● Task objective: Each record that follows must be printed exactly as given.

● Given entries:
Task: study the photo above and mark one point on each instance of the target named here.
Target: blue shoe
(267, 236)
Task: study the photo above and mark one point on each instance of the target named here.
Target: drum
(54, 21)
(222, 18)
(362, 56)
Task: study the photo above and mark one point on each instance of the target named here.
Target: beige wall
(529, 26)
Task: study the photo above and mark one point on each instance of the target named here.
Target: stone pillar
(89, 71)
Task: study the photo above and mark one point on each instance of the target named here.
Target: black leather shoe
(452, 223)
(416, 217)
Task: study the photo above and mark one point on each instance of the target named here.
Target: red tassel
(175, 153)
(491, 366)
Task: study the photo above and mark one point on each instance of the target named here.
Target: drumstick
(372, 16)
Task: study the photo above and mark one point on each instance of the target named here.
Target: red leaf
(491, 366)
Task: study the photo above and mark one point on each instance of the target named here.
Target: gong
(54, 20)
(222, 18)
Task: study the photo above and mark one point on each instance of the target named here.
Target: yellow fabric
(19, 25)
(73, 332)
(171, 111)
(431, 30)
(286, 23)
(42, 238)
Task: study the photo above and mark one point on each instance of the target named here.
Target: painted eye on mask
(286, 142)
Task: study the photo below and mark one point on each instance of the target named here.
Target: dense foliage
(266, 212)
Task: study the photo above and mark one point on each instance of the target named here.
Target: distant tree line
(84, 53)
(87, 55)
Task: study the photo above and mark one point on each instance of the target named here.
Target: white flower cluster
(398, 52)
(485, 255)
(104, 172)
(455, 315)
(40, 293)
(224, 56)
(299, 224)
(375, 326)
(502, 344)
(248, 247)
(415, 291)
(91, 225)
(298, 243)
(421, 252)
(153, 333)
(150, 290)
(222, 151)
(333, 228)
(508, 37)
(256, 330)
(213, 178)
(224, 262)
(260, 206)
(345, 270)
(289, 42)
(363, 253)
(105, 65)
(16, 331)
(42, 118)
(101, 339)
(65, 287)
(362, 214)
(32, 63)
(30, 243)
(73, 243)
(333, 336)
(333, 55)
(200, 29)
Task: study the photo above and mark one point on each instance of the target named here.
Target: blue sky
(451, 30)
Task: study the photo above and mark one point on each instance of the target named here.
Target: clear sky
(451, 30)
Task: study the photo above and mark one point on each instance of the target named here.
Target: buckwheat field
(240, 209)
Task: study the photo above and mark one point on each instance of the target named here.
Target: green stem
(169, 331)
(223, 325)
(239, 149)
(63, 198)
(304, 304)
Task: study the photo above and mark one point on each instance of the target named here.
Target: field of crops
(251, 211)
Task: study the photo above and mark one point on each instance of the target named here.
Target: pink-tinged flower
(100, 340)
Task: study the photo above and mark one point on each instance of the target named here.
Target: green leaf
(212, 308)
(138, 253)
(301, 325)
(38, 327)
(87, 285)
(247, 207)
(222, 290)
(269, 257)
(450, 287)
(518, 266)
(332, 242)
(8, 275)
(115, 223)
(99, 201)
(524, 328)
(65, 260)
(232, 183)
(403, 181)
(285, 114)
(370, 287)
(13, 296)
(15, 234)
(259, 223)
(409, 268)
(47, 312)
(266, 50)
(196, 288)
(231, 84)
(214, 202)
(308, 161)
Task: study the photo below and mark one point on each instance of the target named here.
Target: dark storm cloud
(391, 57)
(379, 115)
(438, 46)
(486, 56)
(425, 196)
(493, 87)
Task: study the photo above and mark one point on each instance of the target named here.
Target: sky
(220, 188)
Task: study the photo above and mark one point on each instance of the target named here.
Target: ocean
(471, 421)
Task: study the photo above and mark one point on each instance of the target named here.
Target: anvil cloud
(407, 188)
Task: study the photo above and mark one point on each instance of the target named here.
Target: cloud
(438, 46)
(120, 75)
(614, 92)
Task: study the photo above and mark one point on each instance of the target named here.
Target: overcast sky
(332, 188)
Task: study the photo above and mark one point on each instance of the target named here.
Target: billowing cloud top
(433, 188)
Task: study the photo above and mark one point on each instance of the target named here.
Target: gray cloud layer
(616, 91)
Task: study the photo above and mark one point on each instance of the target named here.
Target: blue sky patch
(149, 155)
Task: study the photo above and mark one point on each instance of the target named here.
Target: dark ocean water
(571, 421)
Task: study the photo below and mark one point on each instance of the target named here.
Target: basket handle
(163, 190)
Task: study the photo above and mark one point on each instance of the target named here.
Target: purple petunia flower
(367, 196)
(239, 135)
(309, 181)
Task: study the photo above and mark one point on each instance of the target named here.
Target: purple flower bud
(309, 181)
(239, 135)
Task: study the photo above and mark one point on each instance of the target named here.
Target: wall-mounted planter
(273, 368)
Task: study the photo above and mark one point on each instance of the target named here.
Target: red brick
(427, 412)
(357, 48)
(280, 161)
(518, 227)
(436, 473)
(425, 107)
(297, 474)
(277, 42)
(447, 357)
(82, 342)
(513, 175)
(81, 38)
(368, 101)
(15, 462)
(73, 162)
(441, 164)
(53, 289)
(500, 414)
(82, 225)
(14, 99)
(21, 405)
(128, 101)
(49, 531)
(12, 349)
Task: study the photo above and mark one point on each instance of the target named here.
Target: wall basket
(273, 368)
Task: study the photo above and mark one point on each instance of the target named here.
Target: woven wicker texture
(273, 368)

● Response area:
Task: study the photo above and mark one point on each instance of the target named here.
Target: blue shoe
(267, 236)
Task: study the photo above and mark one point on each instance of the target named here.
Target: drum
(54, 21)
(222, 18)
(362, 56)
Task: study the photo above and mark one point on each instance of the target named here.
Target: beige wall
(529, 26)
Task: study the photo above and mark one point on each instance of the target named here.
Target: stone pillar
(89, 71)
Task: study the photo above and mark one point on each instance of the target named here.
Target: black leather shoe
(452, 223)
(416, 217)
Task: study the photo above and mark one point on each instance of the target named here.
Target: red tassel
(175, 153)
(491, 366)
Task: study the photo above and mark one point on each instance of the target named here.
Target: drumstick
(372, 16)
Task: study the photo above and mark one point on each instance of the target named here.
Target: red leaf
(491, 366)
Task: study the photo above and mark one point on each instance of the target named here.
Target: gong
(54, 20)
(222, 18)
Task: study the photo above and mark one point on each instance of the target named here.
Target: yellow fabric
(19, 25)
(73, 332)
(171, 111)
(431, 30)
(286, 23)
(42, 238)
Task: study the photo above and mark one point on each instance of the target named here.
Target: painted eye on mask
(286, 142)
Task: study the photo below and mark one point on each instance of the target named here.
Target: dense foliage
(266, 212)
Task: study the photo above and mark one point on each instance of the target named here.
Target: distant tree line
(84, 53)
(87, 55)
Task: study the photo above and mark one point on each instance of the target named here.
Target: white flower cluster
(398, 52)
(485, 255)
(104, 172)
(455, 315)
(40, 293)
(224, 56)
(299, 224)
(375, 326)
(502, 344)
(248, 247)
(415, 291)
(91, 225)
(298, 243)
(421, 252)
(153, 333)
(150, 290)
(222, 151)
(333, 228)
(508, 37)
(256, 330)
(213, 178)
(224, 262)
(260, 206)
(345, 270)
(289, 42)
(363, 253)
(105, 65)
(16, 331)
(42, 118)
(101, 339)
(65, 287)
(362, 214)
(32, 63)
(30, 243)
(73, 243)
(333, 336)
(333, 55)
(200, 29)
Task: study the photo above and mark one point on each instance of the target named here.
Target: blue sky
(451, 30)
Task: study the photo above and mark one point on each instance of the target named here.
Target: clear sky
(451, 30)
Task: study the photo above and mark one point on each instance of the target named here.
Target: buckwheat field
(240, 209)
Task: study the photo above and mark one point on each instance of the target named here.
Target: green stem
(169, 331)
(223, 325)
(239, 149)
(63, 198)
(304, 304)
Task: study the photo above and mark one point on each instance of the target named here.
Target: field of crops
(251, 211)
Task: study the photo above and mark one point on each instance of the target named here.
Target: pink-tinged flower
(100, 340)
Task: study the photo above and mark one point on each instance of the target named here.
Target: green leaf
(212, 308)
(138, 253)
(301, 325)
(38, 327)
(87, 285)
(247, 207)
(222, 290)
(269, 257)
(450, 287)
(518, 266)
(332, 242)
(8, 275)
(115, 223)
(99, 201)
(524, 328)
(65, 260)
(232, 183)
(403, 181)
(285, 114)
(370, 287)
(13, 296)
(15, 234)
(259, 223)
(409, 268)
(47, 312)
(266, 50)
(196, 288)
(231, 84)
(214, 202)
(308, 161)
Task: study the photo below and mark one point on each instance of the target named here.
Target: dark storm cloud
(391, 57)
(379, 115)
(438, 46)
(486, 56)
(425, 196)
(493, 87)
Task: study the photo above and mark one point on each instance of the target named here.
Target: sky
(220, 188)
Task: study the photo above and mark one point on each instance of the target named here.
Target: ocean
(471, 421)
Task: study the photo above and mark one point on each instance of the target named here.
Target: anvil cloud
(407, 188)
Task: study the photo above and mark one point on each instance of the target named here.
Target: cloud
(438, 46)
(120, 75)
(614, 92)
Task: study the photo above and mark one point on each instance of the target named here.
Target: overcast sky
(332, 188)
Task: study the photo above and mark one point on each instance of the target named here.
Target: billowing cloud top
(433, 188)
Task: study the photo above and mark one point on each instance of the target named here.
Target: gray cloud layer
(616, 91)
Task: study the photo above and mark one point on each instance of the target named here.
Target: blue sky patch
(149, 155)
Task: study the photo above and mark one point on each instance of the target named here.
Target: dark ocean water
(571, 421)
Task: study the photo below and mark one point on each instance of the target named here.
Target: basket handle
(163, 190)
Task: study the photo above and mark one point on each instance of the target named here.
Target: purple petunia flower
(367, 196)
(239, 135)
(309, 181)
Task: study the photo above and mark one point on each instance of the target named here.
Target: purple flower bud
(309, 181)
(239, 135)
Task: study the photo above and mark one point on each instance of the target named here.
Target: wall-mounted planter
(273, 368)
Task: study the photo above and mark one point on each instance of the target named here.
Target: red brick
(427, 412)
(357, 48)
(280, 161)
(518, 227)
(436, 473)
(425, 107)
(297, 474)
(277, 42)
(447, 357)
(82, 342)
(513, 175)
(81, 38)
(368, 101)
(15, 462)
(73, 162)
(441, 164)
(53, 289)
(500, 414)
(82, 225)
(14, 99)
(21, 405)
(128, 101)
(49, 531)
(12, 349)
Task: study the photo above and mark one point on each instance of the target named here.
Target: wall basket
(273, 368)
Task: study the photo above and mark one point on each instance of the target named here.
Target: woven wicker texture
(273, 368)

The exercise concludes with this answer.